Exercise: Records follow. Select each line holding "below".

Extracted material:
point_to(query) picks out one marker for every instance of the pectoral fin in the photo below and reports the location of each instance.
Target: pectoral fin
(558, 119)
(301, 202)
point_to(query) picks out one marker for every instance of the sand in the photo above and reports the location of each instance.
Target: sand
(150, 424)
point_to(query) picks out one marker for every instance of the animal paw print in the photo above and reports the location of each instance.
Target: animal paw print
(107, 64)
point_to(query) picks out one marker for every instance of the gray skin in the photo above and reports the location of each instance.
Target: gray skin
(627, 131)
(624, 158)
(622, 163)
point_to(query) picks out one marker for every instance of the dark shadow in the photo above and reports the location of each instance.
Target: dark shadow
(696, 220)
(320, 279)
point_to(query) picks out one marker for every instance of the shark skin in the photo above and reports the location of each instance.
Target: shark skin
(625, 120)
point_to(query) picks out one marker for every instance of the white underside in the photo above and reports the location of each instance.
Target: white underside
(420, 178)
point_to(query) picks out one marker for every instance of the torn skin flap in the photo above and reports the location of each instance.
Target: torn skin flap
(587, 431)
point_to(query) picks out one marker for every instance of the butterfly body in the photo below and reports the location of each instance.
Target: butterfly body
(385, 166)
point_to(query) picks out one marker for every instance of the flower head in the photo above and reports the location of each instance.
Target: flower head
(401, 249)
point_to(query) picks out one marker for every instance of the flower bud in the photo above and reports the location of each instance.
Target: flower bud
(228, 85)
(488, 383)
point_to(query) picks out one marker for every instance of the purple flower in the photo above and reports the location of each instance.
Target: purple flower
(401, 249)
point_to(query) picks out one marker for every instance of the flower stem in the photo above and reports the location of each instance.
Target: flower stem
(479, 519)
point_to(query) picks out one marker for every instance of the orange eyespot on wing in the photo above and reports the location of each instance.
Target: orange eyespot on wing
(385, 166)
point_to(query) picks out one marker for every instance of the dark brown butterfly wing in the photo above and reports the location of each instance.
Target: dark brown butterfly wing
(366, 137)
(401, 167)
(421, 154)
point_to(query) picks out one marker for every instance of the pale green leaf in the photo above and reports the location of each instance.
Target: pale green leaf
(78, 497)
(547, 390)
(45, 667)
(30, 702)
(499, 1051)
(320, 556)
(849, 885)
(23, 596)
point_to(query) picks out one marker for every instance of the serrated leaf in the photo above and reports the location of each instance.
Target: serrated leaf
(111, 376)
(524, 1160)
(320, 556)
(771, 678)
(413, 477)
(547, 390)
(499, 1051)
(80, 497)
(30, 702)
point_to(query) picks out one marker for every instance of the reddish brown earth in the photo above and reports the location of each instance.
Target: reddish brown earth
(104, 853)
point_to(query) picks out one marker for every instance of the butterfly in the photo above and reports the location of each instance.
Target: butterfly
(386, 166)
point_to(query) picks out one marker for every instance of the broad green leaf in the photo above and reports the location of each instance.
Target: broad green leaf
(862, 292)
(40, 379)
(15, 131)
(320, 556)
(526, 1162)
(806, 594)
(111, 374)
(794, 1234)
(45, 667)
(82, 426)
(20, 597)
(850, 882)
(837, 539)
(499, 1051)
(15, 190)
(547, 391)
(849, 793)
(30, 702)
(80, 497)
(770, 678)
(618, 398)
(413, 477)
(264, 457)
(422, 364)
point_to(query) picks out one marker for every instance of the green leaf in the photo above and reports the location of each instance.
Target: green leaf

Written solution:
point_to(query) picks out one marker for every instance of the pectoral fin in the photo below and reports the location of each instance.
point_to(query) picks out one marker for every instance of the butterfly body in the photo below and reports the location of each instance.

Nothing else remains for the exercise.